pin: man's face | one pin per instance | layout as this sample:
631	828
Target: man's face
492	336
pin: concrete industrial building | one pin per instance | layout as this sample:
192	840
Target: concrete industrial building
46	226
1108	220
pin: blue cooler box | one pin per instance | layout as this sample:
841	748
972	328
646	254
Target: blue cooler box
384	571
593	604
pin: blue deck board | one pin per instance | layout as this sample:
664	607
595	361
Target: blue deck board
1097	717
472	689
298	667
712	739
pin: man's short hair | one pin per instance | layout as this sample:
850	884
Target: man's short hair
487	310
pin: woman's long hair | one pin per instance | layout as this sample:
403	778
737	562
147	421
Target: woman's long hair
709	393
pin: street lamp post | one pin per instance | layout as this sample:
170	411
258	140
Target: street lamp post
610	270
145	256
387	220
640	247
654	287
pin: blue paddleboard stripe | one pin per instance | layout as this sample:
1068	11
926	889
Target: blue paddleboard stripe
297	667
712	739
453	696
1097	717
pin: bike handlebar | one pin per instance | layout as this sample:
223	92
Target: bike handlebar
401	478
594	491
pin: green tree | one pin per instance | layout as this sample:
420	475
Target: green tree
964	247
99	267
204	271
_ _ _ _
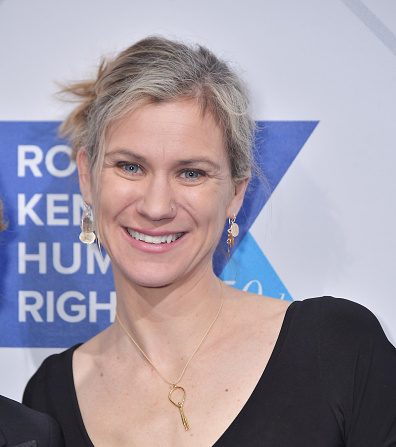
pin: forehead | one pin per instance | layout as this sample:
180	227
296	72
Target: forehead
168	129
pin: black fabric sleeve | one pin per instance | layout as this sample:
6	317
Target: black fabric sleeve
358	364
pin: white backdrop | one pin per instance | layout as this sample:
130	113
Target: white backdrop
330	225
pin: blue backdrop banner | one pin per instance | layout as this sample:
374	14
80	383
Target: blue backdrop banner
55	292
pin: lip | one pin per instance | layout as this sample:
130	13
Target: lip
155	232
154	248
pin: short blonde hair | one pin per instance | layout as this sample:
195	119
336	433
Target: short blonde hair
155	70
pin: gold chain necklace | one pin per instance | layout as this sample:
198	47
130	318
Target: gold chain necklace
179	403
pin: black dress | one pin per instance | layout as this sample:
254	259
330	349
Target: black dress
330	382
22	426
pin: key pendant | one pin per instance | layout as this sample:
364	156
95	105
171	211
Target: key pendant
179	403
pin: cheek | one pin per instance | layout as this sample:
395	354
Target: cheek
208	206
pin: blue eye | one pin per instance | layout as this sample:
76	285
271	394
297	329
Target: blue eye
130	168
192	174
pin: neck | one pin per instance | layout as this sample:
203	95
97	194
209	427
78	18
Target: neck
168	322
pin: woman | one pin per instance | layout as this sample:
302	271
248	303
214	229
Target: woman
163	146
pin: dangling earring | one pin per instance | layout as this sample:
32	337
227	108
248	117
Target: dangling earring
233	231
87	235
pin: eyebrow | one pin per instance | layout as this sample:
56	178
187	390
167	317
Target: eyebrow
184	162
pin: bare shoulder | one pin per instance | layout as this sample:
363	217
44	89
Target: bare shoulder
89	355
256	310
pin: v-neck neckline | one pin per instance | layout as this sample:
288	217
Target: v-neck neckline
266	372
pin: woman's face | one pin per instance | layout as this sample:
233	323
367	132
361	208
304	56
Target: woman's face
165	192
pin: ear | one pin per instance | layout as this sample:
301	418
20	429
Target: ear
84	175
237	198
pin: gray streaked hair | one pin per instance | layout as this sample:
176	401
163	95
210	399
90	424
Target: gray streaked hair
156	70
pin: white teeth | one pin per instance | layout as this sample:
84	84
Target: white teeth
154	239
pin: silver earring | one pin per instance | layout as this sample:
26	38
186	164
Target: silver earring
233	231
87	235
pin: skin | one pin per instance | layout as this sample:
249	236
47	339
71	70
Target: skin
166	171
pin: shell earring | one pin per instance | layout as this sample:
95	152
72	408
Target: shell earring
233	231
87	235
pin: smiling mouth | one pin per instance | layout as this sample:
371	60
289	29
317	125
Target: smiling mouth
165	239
_ _ _ _
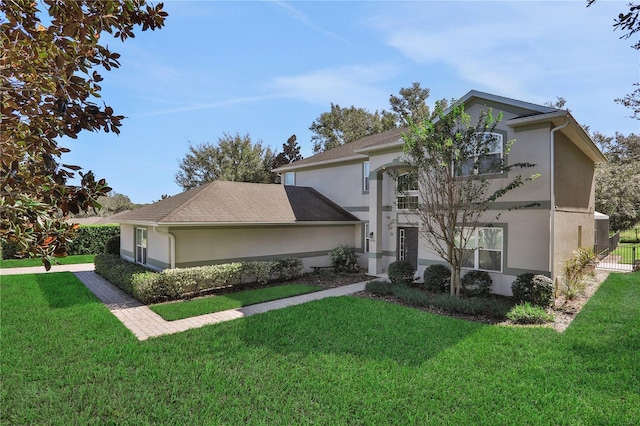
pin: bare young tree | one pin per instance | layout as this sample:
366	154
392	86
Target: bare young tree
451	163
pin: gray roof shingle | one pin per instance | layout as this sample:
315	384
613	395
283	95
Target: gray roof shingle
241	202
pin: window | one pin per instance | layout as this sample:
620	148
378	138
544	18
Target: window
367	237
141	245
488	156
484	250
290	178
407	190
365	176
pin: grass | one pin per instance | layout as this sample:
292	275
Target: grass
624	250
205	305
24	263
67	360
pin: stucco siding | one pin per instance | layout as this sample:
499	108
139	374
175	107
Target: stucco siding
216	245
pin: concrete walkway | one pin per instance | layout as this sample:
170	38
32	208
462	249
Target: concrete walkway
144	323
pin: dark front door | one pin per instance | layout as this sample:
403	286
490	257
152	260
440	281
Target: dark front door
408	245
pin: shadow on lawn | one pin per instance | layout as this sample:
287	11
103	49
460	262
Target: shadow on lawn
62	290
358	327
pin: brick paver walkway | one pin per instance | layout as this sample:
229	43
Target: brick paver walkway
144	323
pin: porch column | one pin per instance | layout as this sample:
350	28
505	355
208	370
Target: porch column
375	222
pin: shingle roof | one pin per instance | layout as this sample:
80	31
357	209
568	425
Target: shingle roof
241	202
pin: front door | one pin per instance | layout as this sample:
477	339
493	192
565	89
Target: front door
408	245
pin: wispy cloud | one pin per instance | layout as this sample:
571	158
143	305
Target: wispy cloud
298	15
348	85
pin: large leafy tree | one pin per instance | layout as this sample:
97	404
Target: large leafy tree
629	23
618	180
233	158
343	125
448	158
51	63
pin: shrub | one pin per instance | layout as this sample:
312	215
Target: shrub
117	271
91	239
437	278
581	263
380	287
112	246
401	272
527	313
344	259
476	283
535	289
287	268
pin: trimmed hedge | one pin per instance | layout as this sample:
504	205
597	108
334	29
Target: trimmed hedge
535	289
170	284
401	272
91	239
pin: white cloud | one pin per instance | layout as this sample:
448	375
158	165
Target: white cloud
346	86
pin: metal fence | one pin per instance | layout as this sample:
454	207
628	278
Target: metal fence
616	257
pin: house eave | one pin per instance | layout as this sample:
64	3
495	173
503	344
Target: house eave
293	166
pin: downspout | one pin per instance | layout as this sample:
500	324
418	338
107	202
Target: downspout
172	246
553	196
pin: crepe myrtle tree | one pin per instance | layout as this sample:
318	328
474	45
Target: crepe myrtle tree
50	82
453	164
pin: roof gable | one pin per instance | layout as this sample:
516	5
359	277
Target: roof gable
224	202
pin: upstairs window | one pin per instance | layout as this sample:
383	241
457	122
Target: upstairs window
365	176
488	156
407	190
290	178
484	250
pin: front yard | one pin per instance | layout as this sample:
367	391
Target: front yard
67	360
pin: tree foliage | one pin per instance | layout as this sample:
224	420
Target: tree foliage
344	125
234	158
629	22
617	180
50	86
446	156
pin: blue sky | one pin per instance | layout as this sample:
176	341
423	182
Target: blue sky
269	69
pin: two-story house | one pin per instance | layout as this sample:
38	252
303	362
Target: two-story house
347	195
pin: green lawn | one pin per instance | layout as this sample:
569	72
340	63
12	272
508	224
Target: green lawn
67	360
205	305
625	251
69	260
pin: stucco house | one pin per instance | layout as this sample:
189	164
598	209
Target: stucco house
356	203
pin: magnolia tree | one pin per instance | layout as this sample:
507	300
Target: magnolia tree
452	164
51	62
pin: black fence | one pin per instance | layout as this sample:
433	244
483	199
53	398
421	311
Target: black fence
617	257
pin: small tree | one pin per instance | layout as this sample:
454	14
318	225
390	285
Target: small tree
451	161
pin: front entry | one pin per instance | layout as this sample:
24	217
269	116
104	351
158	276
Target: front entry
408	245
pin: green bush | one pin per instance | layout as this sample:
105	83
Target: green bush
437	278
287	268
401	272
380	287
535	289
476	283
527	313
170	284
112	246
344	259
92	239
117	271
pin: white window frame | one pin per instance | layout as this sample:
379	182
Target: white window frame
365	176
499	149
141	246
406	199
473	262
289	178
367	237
_ _ _ _
How many lines in the records above contain the string "street"? Matching is case-sensitive; give only the number.

2